→ **Texte étudié**:
::::::

Qu’est-ce que l’économie de la création?
Compte-rendu d'une formation sur la « creator economy »
Qui ne voudrait pas faire de sa passion une source de revenus? La quête ne date pas d’hier, car les travailleur.euse.s du 19e siècle tentaient eux aussi de transformer leurs passe-temps en activité principale.
La différence, aujourd’hui, c’est qu’on a des technologies permettant de les propulser en dehors de nos réseaux immédiats, et c’est devenu si sérieux qu’on parle d’une économie de la création.
C’est pourquoi j’ai passé les premiers jours de mes vacances à suivre la formation sur l’économie de la création donnée par Li Jin, une experte du sujet qui écrit également sur les tendances et innovations du numérique. Une formation en six volets, qui a été suivie autant par des créateur.trice.s connu.es que des représentants de plateformes internationales (YouTube, Spotify, Patreon, TikTok).
Comme j’avais plusieurs pages de notes – et beaucoup de bébés-idées dans les marges – je me suis dit que je ne pouvais pas garder tout cela pour moi.🤓
Voici donc mon compte-rendu.
Les thèmes abordés :
l’évolution du passe-temps
la monétisation de la création
l’urgence d’une classe moyenne et des collaborations entre les créateur.trice.s
quelques prédictions
L’ÉCONOMIE DE LA CRÉATION EN QUELQUES MOTS
Environ 50 millions de personnes dans le monde s’identifient comme créateur.trice.s de contenu. Selon mes entretiens et recherches des derniers mois, la pandémie a contribué à l’émergence du phénomène alors que certain.e.s travailleur.euse.s ont remis en question le sens q’iels donnent à leur carrière.
L’économie de la création repose sur des travailleur.euse.s indépendant.e.s (créateur.trice.s) qui tirent un revenu de leur création sur des plateformes numériques. Cette nouvelle économie est en quelque sorte l’extension du modèle d’affaires de ces plateformes.
La renommée de ces travailleur.euse.s est directement liée à l’influence qu’iels exercent sur leur communauté et c'est ainsi qu'iels parviennent à monétiser leurs talents ou leurs connaissances. Car de l’autre côté, il y a des entreprises qui sont prêtes à « acheter » l’attention de leurs publics.
AU COMMENCEMENT, IL Y AVAIT LE PASSE-TEMPS
Comment en est-on arrivé à parler d’une économie de la création?
La réponse courte : quand les hobbies ont rencontré les nouvelles technologies. Mais cette réponse serait bien incomplète sans la mise en perspective historique qui suit.

::::::

→ **Données fournies**:
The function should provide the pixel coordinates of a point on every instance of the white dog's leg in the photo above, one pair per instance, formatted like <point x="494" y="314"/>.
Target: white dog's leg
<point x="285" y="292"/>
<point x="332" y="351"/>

::::::

→ **Travail demandé**:
**a)** D'après le texte sur l'économie de la création, combien de personnes dans le monde se considèrent comme créateurs ou créatrices de contenu ?
**b)** Rédigez la suite du texte sur l'économie de la création en partant de sa dernière phrase.
Ces données proviennent d'une source distincte du texte étudié.

→ **Corrigé**:
**a)** Environ 50 millions de personnes.

**b)**
Le passe-temps, en tant qu’activité de loisir, est apparu autour de la deuxième révolution industrielle alors que les travailleur.euse.s souhaitaient créer un trait d’union entre le travail et la vie personnelle. Le passe-temps était ni plus ni moins qu’une façon de cultiver le plaisir et de manière constructive, comme par exemple l’apprentissage d’un instrument ou la fabrication de cabanes à oiseaux.
Le choix du passe-temps dépendait largement du rang social et du genre; les hommes allaient jouer dehors tandis que les les femmes faisaient du bricolage à l’intérieur.
La première mutation du passe-temps au projet monétisable s’est réalisée lors de la Grande Dépression. À la recherche de nouvelles sources de revenus, certaines personnes se sont mises à vendre leurs talents : faire du pain, construire un cercueil, faire des conserves, etc. Cette grande période d’insécurité économique aurait donc été le berceau de la monétisation de l’activité secondaire.
La différence aujourd’hui réside dans l’existence de plateformes numériques qui ont donné un essor à la « marchandisation de la passion », en plus de l’automatisation rapide de plusieurs catégories d’emploi. Dans cette perspective, les activités secondaires sont envisagées comme un moyen pour développer son jardin de compétences et de connaissances afin d’augmenter sa valeur professionnelle et, je crois, sa singularité.
D’ailleurs, dans certains domaines, les side projects sont carrément devenus les nouveaux CV.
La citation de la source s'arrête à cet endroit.